(Object pointing dataset rows)
* start *

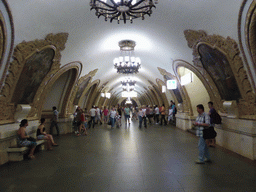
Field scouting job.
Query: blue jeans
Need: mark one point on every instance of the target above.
(203, 150)
(112, 120)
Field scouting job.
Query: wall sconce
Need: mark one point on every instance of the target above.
(163, 89)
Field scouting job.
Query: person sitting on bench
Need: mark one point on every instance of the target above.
(42, 135)
(24, 140)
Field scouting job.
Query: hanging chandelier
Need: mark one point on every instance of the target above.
(127, 63)
(127, 82)
(122, 9)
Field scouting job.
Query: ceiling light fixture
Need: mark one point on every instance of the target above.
(123, 9)
(127, 63)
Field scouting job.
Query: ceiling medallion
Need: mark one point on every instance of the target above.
(126, 63)
(123, 9)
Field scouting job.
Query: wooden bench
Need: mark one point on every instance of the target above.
(17, 153)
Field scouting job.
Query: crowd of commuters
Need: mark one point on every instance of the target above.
(146, 114)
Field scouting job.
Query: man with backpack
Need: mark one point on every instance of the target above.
(214, 119)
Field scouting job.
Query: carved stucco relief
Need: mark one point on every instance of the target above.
(186, 104)
(86, 77)
(229, 47)
(21, 53)
(205, 79)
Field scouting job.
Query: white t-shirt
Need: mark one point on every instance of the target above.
(112, 114)
(157, 110)
(93, 112)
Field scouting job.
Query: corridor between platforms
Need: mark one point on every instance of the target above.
(159, 158)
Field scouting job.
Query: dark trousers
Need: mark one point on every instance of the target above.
(149, 118)
(145, 121)
(163, 118)
(91, 122)
(54, 124)
(157, 118)
(140, 121)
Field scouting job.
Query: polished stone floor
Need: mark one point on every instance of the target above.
(159, 158)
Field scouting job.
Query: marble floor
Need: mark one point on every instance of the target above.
(159, 158)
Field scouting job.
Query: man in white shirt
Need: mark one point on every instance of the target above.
(54, 121)
(93, 113)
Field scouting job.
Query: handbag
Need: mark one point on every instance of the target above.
(209, 133)
(31, 139)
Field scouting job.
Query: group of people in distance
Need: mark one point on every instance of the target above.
(203, 121)
(25, 140)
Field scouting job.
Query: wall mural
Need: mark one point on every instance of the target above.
(80, 90)
(233, 83)
(33, 73)
(6, 39)
(218, 67)
(175, 91)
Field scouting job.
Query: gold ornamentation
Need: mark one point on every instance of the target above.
(21, 53)
(230, 48)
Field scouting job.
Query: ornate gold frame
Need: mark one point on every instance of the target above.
(230, 49)
(250, 17)
(186, 100)
(21, 53)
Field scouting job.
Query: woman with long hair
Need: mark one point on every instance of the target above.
(42, 135)
(23, 139)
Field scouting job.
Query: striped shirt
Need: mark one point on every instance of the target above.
(202, 118)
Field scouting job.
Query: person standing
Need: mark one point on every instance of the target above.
(93, 113)
(140, 114)
(42, 135)
(144, 117)
(212, 112)
(112, 115)
(162, 111)
(98, 116)
(23, 139)
(157, 114)
(202, 121)
(54, 121)
(127, 114)
(105, 113)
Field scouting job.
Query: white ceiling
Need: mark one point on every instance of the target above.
(94, 42)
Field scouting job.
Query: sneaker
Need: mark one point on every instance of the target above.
(208, 161)
(199, 162)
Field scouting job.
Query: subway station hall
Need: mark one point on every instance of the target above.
(127, 95)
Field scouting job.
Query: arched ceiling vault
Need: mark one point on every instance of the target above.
(94, 42)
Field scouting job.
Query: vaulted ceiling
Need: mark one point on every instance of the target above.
(159, 38)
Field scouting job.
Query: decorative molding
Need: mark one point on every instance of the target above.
(205, 79)
(161, 83)
(250, 13)
(65, 108)
(6, 40)
(230, 49)
(180, 91)
(22, 53)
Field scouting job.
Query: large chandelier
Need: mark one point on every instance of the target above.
(127, 63)
(122, 9)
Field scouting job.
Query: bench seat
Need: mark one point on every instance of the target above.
(17, 153)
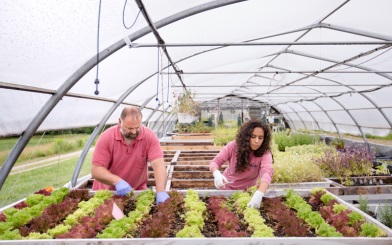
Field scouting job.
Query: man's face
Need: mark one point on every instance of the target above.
(130, 127)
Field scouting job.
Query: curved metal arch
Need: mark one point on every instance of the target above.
(356, 123)
(145, 123)
(79, 73)
(356, 66)
(171, 115)
(332, 121)
(362, 93)
(302, 121)
(157, 119)
(310, 114)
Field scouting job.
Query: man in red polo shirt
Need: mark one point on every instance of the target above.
(121, 156)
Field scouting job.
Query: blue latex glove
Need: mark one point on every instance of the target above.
(161, 197)
(123, 188)
(256, 199)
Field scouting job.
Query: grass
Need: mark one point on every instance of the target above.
(41, 147)
(18, 186)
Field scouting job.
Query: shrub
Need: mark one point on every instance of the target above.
(346, 163)
(285, 139)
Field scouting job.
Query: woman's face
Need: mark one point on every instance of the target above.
(256, 139)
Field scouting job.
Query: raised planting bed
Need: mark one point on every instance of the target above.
(367, 181)
(194, 217)
(374, 194)
(192, 137)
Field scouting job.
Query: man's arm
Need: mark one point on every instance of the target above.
(103, 175)
(160, 174)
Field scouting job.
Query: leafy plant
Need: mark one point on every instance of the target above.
(382, 168)
(338, 143)
(386, 215)
(364, 204)
(287, 139)
(346, 163)
(185, 103)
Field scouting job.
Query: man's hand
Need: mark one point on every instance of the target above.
(256, 200)
(161, 197)
(123, 188)
(219, 179)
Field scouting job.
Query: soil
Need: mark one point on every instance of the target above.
(210, 228)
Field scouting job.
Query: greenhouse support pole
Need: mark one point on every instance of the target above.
(169, 124)
(83, 70)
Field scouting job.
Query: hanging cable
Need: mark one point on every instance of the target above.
(156, 99)
(168, 86)
(99, 23)
(124, 17)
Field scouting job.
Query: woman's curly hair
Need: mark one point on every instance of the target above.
(243, 147)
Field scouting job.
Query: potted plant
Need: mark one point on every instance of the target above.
(187, 109)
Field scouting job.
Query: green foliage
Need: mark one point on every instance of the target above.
(239, 120)
(371, 230)
(223, 135)
(386, 215)
(296, 164)
(316, 189)
(185, 103)
(210, 121)
(387, 137)
(338, 143)
(355, 218)
(326, 198)
(364, 204)
(337, 208)
(285, 139)
(18, 186)
(220, 121)
(197, 127)
(383, 168)
(345, 163)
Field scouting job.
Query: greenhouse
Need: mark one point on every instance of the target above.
(317, 72)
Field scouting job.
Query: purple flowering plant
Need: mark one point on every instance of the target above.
(346, 162)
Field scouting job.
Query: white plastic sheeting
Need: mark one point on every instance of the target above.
(47, 44)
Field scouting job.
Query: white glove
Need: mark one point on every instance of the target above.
(218, 179)
(256, 200)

* end *

Your goal: Quote the listing above in full, except for the pictures.

Answer:
Field scouting job.
Query: blue jeans
Need: mark one point on every instance of the target above.
(203, 150)
(112, 120)
Field scouting job.
Query: wall sconce
Need: mark one point on every instance of the target above.
(163, 89)
Field scouting job.
Query: person sitting on bench
Need: mark one point on every instance of the target above.
(42, 135)
(24, 140)
Field scouting job.
Query: hanging chandelier
Need: mark one point on every instance of the target above.
(127, 63)
(127, 82)
(122, 9)
Field scouting job.
Query: ceiling light fixture
Need: mark one point on every instance of the target above.
(123, 9)
(127, 63)
Field scouting job.
Query: ceiling medallion
Need: mark one point on every instance of the target above.
(126, 63)
(123, 9)
Field scouting job.
Query: wooden bench
Need: mark one point on every instance of the target above.
(17, 153)
Field scouting job.
Query: crowd of commuters
Need: mark one point on every instance of the target above.
(146, 114)
Field scouting job.
Query: man with backpack
Need: mark one point on every instance of the target above.
(214, 119)
Field scouting job.
Query: carved stucco relief
Need: mark one point on every instance of the target above.
(186, 104)
(86, 77)
(229, 47)
(21, 53)
(205, 79)
Field scouting job.
Query: white t-shirt
Need: mark one point on every instance of the target above.
(112, 114)
(157, 110)
(93, 112)
Field scouting job.
Query: corridor between platforms
Need: mark one point on every instance of the target above.
(159, 158)
Field scouting job.
Query: dark trousers
Need: mark one point on every instance of the target above.
(149, 118)
(145, 121)
(163, 118)
(91, 122)
(54, 124)
(157, 118)
(140, 121)
Field scouting job.
Query: polished stone floor
Need: mark one point on every instance of the target above.
(159, 158)
Field scouting job.
Query: marble floor
Need: mark one point on every instance of the target above.
(159, 158)
Field scouting job.
Query: man in white shirt
Need: mark one point on every instance of the target above.
(54, 121)
(93, 113)
Field scouting job.
Query: handbag
Need: mark one point on every instance of the target above.
(209, 133)
(31, 139)
Field scouting job.
Query: group of people in distance
Need: mark one point on every instance of the target above.
(203, 121)
(25, 140)
Field scouting job.
Query: wall mural
Need: mark one point on every instance of the target above.
(80, 90)
(233, 83)
(33, 73)
(6, 39)
(218, 67)
(175, 91)
Field scouting job.
Query: gold ornamentation
Need: mark one point on every instance of the target above.
(21, 53)
(230, 48)
Field scouting job.
Query: ornate gold frame
Need: mark one point on every instance of the target above.
(230, 49)
(250, 17)
(186, 100)
(21, 53)
Field scouting job.
Query: woman with long hair
Need: mark one point on every instance of the target above.
(42, 135)
(23, 139)
Field scouting job.
Query: striped shirt
Need: mark one point on every instance of the target above.
(202, 118)
Field scouting job.
Query: person standing
Need: mark one point on every instance of the target above.
(93, 113)
(140, 114)
(42, 135)
(144, 117)
(212, 112)
(112, 115)
(162, 111)
(98, 116)
(23, 139)
(157, 114)
(202, 121)
(54, 121)
(127, 114)
(105, 113)
Field scouting job.
Query: white ceiling
Need: mark one point on every instance of the target above.
(94, 42)
Field scouting job.
Query: sneaker
Need: mark one point on every instance of the target above.
(208, 161)
(199, 162)
Field scouting job.
Query: subway station hall
Need: mark one point on every instance of the target above.
(127, 95)
Field scouting job.
Query: arched ceiling vault
Need: mark one point on every instance of the target above.
(94, 42)
Field scouting job.
Query: vaulted ceiling
Need: mark one point on every instance of the target above.
(159, 38)
Field scouting job.
Query: decorative molding
Need: mark one point on every instance of the target above.
(205, 79)
(161, 83)
(250, 13)
(65, 108)
(6, 40)
(230, 49)
(180, 91)
(22, 53)
Field scouting job.
Query: large chandelier
Need: mark one point on every instance of the target above.
(127, 63)
(122, 9)
Field scouting job.
Query: bench seat
Need: mark one point on every instance of the target above.
(17, 153)
Field scouting job.
Query: man's face
Need: mark one point on every instance of the target above.
(130, 127)
Field scouting job.
Query: curved metal arch
Need: mark one point on every instance of the target above.
(356, 123)
(145, 123)
(79, 73)
(356, 66)
(171, 115)
(332, 121)
(362, 93)
(302, 121)
(157, 119)
(310, 114)
Field scouting job.
Query: man in red polo shirt
Need: mark one point on every instance of the target above.
(121, 156)
Field scouting job.
Query: blue latex glove
Need: mark one point on every instance of the target above.
(161, 197)
(123, 188)
(256, 199)
Field scouting job.
Query: grass
Need: mark one point on every instance of the target above.
(41, 147)
(18, 186)
Field scouting job.
Query: shrub
Need: mark one point on every instance of the target above.
(346, 163)
(285, 139)
Field scouting job.
Query: woman's face
Need: mark one point on every instance of the target above.
(256, 139)
Field scouting job.
Query: raised planting bed
Need: mark one point on every instance of the target above.
(367, 181)
(194, 217)
(374, 194)
(192, 137)
Field scouting job.
Query: man's arm
Need: mark one point on every instance of the target above.
(103, 175)
(160, 174)
Field scouting job.
Query: leafy plant
Need: mark one point on every instance of the target above.
(382, 168)
(338, 143)
(386, 215)
(364, 204)
(287, 139)
(346, 163)
(185, 103)
Field scouting job.
Query: man's hand
Need: mark one point on every instance of the target above.
(256, 200)
(161, 197)
(123, 188)
(219, 179)
Field scouting job.
Query: soil
Need: mark one point on every instance of the target above.
(210, 228)
Field scouting job.
Query: greenhouse support pole
Need: mark one point on every instance of the target above.
(169, 124)
(83, 70)
Field scouting job.
Query: hanging cable
Need: mark one point on every instance of the target above.
(156, 99)
(168, 86)
(99, 23)
(124, 17)
Field scouting job.
Query: woman's curly hair
Need: mark one point on every instance of the target above.
(243, 147)
Field scouting job.
Query: potted plant
Need: mark one point on every instance of the target above.
(187, 109)
Field scouting job.
Query: green foliage
Need: mark one point on every instance of the target above.
(239, 120)
(371, 230)
(223, 135)
(386, 215)
(296, 164)
(316, 189)
(185, 103)
(210, 121)
(387, 137)
(338, 143)
(355, 218)
(326, 198)
(364, 204)
(337, 208)
(285, 139)
(18, 186)
(220, 121)
(197, 127)
(383, 168)
(345, 163)
Field scouting job.
Query: greenhouse
Need: mark one point on every instance of the target above.
(317, 72)
Field scouting job.
Query: purple flowering plant
Need: mark one point on every instance of the target above.
(346, 162)
Field scouting job.
Query: white plastic sheeting
Need: mark one point on every instance of the target above.
(47, 44)
Field scouting job.
Query: white glove
Need: mark one point on every instance of the target above.
(218, 179)
(256, 200)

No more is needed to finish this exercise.